Dataset entries:
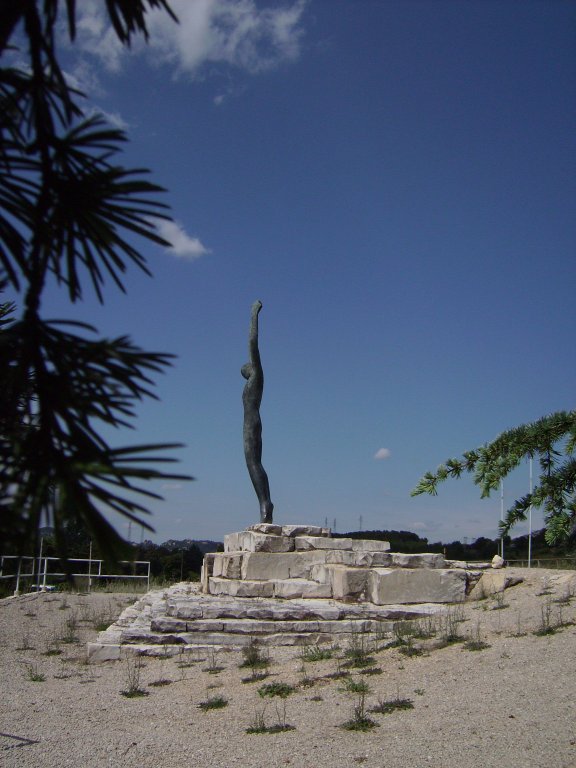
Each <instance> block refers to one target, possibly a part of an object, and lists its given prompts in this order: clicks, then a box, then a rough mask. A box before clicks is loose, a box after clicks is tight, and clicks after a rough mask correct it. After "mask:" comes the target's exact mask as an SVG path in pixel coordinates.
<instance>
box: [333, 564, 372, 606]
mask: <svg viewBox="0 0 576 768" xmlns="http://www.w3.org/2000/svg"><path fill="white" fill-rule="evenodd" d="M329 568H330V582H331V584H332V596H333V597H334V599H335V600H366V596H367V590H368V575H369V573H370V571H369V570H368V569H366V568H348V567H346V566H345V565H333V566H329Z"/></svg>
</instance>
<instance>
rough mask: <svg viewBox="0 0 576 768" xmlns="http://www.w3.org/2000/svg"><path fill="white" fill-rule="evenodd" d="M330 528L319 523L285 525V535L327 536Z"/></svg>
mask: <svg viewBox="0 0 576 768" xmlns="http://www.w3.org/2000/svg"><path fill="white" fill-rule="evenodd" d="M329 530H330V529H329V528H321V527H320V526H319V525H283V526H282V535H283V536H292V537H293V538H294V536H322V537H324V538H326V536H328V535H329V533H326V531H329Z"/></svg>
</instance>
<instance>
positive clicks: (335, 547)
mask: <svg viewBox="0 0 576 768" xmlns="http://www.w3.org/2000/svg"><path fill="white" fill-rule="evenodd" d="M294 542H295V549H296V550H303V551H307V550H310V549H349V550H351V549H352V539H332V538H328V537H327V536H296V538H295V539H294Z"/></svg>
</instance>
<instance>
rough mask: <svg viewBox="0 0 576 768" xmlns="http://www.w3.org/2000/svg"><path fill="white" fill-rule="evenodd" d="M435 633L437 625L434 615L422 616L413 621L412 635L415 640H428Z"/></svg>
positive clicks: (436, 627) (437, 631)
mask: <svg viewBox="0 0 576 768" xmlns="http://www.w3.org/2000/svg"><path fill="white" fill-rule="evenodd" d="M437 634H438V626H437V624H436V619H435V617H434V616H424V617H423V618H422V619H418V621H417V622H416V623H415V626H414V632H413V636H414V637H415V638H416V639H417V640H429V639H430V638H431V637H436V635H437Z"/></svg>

---

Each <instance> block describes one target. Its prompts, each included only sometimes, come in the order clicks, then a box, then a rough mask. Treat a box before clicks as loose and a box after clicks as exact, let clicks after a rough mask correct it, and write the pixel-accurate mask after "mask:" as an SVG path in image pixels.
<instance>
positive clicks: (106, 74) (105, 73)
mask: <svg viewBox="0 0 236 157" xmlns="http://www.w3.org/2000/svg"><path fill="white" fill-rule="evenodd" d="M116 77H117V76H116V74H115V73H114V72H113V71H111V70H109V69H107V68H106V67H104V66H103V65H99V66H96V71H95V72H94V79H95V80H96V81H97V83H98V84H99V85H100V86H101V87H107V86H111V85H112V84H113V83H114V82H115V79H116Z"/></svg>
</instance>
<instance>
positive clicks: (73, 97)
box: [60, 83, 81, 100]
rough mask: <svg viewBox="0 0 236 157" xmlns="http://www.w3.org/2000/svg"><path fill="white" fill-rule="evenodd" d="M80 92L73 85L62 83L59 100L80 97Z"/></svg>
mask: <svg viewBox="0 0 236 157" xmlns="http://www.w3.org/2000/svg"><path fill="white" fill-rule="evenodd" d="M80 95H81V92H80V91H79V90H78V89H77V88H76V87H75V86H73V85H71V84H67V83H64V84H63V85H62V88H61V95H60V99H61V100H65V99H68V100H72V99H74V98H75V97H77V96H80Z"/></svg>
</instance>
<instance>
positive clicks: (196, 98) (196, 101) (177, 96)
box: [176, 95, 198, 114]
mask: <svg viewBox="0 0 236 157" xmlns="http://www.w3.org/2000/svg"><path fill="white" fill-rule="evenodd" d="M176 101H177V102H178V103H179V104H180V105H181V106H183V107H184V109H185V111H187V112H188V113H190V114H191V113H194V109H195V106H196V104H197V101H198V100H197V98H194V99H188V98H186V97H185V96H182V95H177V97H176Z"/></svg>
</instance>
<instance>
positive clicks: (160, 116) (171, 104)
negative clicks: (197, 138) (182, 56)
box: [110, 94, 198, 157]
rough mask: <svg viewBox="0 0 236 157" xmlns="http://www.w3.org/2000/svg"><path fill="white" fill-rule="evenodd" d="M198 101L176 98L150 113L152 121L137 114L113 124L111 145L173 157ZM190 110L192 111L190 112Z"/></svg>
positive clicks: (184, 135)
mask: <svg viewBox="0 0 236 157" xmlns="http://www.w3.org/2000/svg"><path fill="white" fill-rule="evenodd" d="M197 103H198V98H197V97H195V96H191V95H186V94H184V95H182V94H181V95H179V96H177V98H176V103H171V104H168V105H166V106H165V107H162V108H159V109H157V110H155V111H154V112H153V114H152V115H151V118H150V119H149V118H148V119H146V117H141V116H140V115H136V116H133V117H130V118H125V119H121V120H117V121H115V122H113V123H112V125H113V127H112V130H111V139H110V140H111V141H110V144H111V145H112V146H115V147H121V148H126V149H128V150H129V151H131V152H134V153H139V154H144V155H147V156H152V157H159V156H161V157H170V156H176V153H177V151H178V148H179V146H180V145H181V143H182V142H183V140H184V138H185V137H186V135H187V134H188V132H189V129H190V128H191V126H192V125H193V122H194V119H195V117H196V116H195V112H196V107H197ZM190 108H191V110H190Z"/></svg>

---

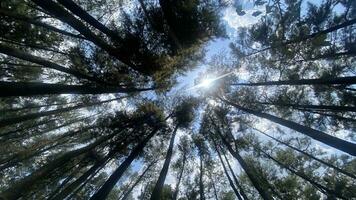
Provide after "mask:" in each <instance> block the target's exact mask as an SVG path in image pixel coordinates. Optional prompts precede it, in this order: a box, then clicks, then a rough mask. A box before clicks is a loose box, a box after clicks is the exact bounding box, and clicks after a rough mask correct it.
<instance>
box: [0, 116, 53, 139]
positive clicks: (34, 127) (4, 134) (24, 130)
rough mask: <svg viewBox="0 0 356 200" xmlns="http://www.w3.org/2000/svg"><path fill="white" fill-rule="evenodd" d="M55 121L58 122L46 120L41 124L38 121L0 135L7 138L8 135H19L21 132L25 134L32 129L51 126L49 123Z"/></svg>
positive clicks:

TASK STATEMENT: Reproduce the lines verbatim, beginning at the line that contains "Each <instance> block refers" and ending after the line that contains "box: [333, 564, 372, 606]".

ANSWER TO THE PROBLEM:
Each <instance> block refers to one target, possibly a part of an object, and lists its given prompts in this order: clicks, then a box, then a rough mask. A box before clicks is loose, a box after clicks is tight, and clicks after a rough mask correct it. After "mask:" comes the target's exact mask as an SVG path in pixel coordinates.
<instance>
box: [333, 564, 372, 606]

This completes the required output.